The combination of rapid economic liberalization and seemingly unchanged politics has led many to characterize China’s market economy as state‐led, authoritarian capitalism, which many people have rightly recognized as fragile and unsustainable. When and how China will embrace democracy, and whether the Party will survive democratization, are the main questions asked about China’s political future. In our book, a different perspective is offered. It provides a different diagnosis of the main flaw of the Chinese market economy: China has developed a robust market for goods, but it still lacks a free market for ideas.
The market for ideas points to an alternative way of thinking about China’s political future. Our reasoning is mainly based on the following two considerations. First, multiparty competition does not work unless it is cultivated and disciplined by a free market for ideas, without which democracy can be easily hijacked by interest groups and undermined by the tyranny of the majority. The performance of democracy critically depends on the market for ideas, just like privatization depends on the market for capital assets. Second, multi‐ party competition had virtually no precedent in Chinese history. Indeed, the Chinese word for the “party” (党) has a strong negative connotation in traditional Chinese political thinking. “Forming a party and pursuing self‐interest” (结党营私) has been consistently denounced as undermining the political ideal, which is “what is under heaven is for all” (天下为公). In contrast, the market for ideas has a deep and revered root in traditional Chinese thinking; “let one hundred schools of thought contend” has been respected as a political ideal since the time of Confucius. In our view, the market for ideas promises a more gradual and viable approach to rebuilding Chinese politics on the principles of tolerance, justice, and humility.
━━━
● **Task requirements**
Could you continue the passage on China's lack of a free market for ideas, picking up right after its final sentence?

● **Raw data**
━━━
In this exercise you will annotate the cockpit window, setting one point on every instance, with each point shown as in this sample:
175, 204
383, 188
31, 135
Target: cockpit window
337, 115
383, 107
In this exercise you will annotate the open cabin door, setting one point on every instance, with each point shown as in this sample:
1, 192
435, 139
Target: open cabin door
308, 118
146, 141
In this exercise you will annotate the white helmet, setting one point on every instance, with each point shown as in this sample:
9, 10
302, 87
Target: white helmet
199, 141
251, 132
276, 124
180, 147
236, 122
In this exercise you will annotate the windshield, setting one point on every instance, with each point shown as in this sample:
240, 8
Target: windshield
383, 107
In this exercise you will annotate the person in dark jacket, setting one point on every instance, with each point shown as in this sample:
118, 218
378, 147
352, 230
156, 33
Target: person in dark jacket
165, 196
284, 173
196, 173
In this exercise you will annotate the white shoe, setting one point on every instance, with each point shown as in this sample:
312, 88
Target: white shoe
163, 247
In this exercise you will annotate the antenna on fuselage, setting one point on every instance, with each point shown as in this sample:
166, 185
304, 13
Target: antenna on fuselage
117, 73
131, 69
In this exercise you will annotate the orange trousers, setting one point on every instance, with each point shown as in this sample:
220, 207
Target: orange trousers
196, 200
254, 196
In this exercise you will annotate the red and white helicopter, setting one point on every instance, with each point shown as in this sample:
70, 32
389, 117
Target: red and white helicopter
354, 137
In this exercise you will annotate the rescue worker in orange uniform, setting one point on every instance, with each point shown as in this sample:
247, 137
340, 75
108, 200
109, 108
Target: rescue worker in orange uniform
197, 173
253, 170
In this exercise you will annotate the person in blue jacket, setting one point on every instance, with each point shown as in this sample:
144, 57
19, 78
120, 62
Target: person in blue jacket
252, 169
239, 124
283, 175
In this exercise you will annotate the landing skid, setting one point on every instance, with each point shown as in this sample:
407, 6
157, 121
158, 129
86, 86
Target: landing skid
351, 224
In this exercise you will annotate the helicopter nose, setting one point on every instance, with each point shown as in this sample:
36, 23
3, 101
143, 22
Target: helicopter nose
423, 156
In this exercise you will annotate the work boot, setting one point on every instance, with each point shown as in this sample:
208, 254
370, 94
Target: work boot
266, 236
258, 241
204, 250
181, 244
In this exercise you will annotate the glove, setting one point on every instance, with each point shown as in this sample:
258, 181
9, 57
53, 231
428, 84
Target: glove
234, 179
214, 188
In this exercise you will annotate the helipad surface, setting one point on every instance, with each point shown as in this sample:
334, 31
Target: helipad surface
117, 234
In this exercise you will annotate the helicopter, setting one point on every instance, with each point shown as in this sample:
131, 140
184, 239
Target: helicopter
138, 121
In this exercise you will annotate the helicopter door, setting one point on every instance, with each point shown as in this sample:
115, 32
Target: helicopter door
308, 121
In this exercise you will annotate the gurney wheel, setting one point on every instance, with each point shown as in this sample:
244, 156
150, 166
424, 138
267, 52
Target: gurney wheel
━━━
● **Task output**
Over the past 35 years, China has embraced capitalism not just in the economy. The Theory of Moral Sentiments has more than a dozen Chinese translations; the book has won the heart and mind of premier Wen Jiabao. The message of Adam Smith resonates strongly with the Chinese, not least because of its striking affinity with the traditional Chinese thinking on economy and society. A surprising outcome of China’s transition to capitalism is that China has found a way back to its own cultural roots.
“Seeking truth from facts” is a traditional Chinese teaching, which Deng Xiaoping mistakenly called the “essence of Marxism.” But many facts are still covered in China because a free market for ideas does not exist yet. We are cautiously optimistic that China may well embrace a market for ideas in the decades to come, just like the way it embraced the market for goods in the recent past. As our modern economy becomes more and more knowledge‐ driven, the gains from free exchange of ideas are too great; the costs of suppressing it are too high.
China’s embrace of both its history and globalization leads us to believe that Chinese capitalism, which just started its long journey, will be different. This is desirable not just for China, but for the West and everyone else as well. It is also desirable for the global market economy. Today, biodiversity is recognized as vital for sustaining our natural environment. Institutional diversity plays a similar role in keeping human society resilient. Capitalism will be much more robust if it’s not a monopoly of the West, but flourishes in societies with different cultures, religions, histories, and political systems. While trade in the global market for goods makes war too expensive to fight, a global market for ideas can accommodate and thrive on the clash of ideas but steers us away from the clash of civilizations.